Exercise prompt. Reproduce each of the following records verbatim, keeping every line's wording and punctuation unchanged.

· · · · · · ·

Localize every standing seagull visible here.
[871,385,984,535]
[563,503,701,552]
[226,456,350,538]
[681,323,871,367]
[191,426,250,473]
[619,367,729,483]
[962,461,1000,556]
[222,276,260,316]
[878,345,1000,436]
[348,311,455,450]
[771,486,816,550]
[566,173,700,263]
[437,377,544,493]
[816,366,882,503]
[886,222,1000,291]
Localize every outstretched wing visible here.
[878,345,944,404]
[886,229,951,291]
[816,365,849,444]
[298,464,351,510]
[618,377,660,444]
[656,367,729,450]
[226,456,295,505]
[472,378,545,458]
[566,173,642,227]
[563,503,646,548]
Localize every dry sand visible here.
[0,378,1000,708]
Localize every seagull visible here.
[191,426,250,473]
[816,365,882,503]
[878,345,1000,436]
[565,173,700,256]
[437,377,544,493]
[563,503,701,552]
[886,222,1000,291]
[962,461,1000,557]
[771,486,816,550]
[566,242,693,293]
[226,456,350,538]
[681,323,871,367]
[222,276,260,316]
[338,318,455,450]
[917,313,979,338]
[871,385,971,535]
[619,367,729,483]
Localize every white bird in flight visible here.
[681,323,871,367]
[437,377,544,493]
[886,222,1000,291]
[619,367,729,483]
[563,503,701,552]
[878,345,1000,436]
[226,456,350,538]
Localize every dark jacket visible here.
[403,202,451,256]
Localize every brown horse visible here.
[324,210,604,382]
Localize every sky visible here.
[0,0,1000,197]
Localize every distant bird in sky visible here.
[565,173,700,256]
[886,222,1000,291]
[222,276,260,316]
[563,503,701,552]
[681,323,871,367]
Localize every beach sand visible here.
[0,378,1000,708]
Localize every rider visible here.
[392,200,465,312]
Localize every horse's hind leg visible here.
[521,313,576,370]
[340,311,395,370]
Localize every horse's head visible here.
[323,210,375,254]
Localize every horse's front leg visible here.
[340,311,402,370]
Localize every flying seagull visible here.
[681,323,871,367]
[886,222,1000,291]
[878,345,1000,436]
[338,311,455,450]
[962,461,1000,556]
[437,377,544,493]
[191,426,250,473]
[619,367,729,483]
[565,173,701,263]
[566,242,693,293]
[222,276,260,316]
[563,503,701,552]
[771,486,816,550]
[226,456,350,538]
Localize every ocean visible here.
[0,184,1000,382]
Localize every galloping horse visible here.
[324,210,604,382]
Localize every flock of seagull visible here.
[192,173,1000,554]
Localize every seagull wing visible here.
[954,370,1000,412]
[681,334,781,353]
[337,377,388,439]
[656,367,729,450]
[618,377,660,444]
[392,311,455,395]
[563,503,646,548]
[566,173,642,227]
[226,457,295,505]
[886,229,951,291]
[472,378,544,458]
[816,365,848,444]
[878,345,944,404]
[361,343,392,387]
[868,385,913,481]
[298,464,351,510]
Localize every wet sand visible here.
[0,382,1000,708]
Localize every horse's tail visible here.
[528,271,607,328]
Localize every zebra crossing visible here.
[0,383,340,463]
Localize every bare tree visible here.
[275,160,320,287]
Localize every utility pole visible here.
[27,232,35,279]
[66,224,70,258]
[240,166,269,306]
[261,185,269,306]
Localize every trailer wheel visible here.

· · · · · · ·

Answer below.
Localize every standing seagull visible here.
[871,385,984,535]
[563,503,701,552]
[226,456,350,538]
[681,323,871,367]
[191,426,250,473]
[619,367,729,483]
[962,461,1000,556]
[222,276,260,316]
[878,345,1000,436]
[348,311,455,450]
[771,486,816,550]
[566,173,700,263]
[437,377,544,493]
[816,366,882,503]
[886,222,1000,291]
Localize every outstretched wing visible here.
[878,345,944,404]
[886,229,951,291]
[816,365,849,444]
[298,464,351,510]
[618,377,660,444]
[656,367,729,450]
[226,456,295,505]
[472,378,545,458]
[566,173,642,227]
[563,503,646,548]
Localize every dry sand visible here.
[0,378,1000,708]
Localize every seagull visible here.
[191,426,250,473]
[816,365,882,503]
[878,345,1000,436]
[565,173,700,256]
[437,377,544,493]
[563,503,701,552]
[886,222,1000,291]
[962,461,1000,557]
[771,486,816,550]
[566,242,693,293]
[226,456,350,538]
[681,323,871,367]
[222,276,260,316]
[338,318,455,450]
[917,313,979,338]
[871,385,971,535]
[619,367,729,483]
Localize every white bird in flight visible here.
[681,323,871,367]
[437,377,544,493]
[886,222,1000,291]
[619,367,729,483]
[563,503,701,552]
[878,345,1000,436]
[226,456,350,538]
Localize every dark jacket visible here.
[403,202,451,256]
Localize every brown horse visible here.
[324,210,604,382]
Localize every sky visible here.
[0,0,1000,197]
Localize every distant bird in sky visible here.
[565,173,700,256]
[886,222,1000,291]
[222,276,260,316]
[563,503,701,552]
[681,323,871,367]
Localize every beach sand visible here.
[0,378,1000,708]
Localize every rider visible here.
[392,200,465,312]
Localize every horse's hind leg visible here.
[521,313,576,370]
[340,311,395,370]
Localize every horse's head visible here.
[323,210,375,254]
Localize every horse's front leg visible here.
[340,311,402,370]
Localize every flying seagull visible here.
[681,323,871,367]
[886,222,1000,291]
[878,345,1000,436]
[338,311,455,450]
[962,461,1000,556]
[437,377,544,493]
[191,426,250,473]
[619,367,729,483]
[565,173,701,263]
[566,242,693,293]
[222,276,260,316]
[563,503,701,552]
[771,486,816,550]
[226,456,350,538]
Localize every ocean visible here.
[0,184,1000,382]
Localize every galloping horse visible here.
[324,210,604,382]
Localize every flock of seagull visible here.
[192,173,1000,554]
Localize every seagull wing visible here.
[954,370,1000,412]
[681,334,781,353]
[337,377,388,439]
[656,367,729,450]
[618,377,660,444]
[392,311,455,395]
[563,503,646,548]
[566,173,642,227]
[226,457,295,505]
[886,229,951,291]
[472,378,544,458]
[816,365,848,444]
[878,345,944,404]
[361,343,392,387]
[868,385,913,481]
[298,464,351,510]
Localize every wet sand visible here.
[0,382,1000,708]
Localize every horse's tail visible here.
[528,271,607,328]
Localize every zebra crossing visible here.
[0,383,340,463]
Localize every bare tree visible here.
[275,160,320,287]
Localize every utility pole visible here.
[27,232,35,279]
[66,224,70,258]
[240,166,269,306]
[261,185,269,306]
Localize every trailer wheel visible here.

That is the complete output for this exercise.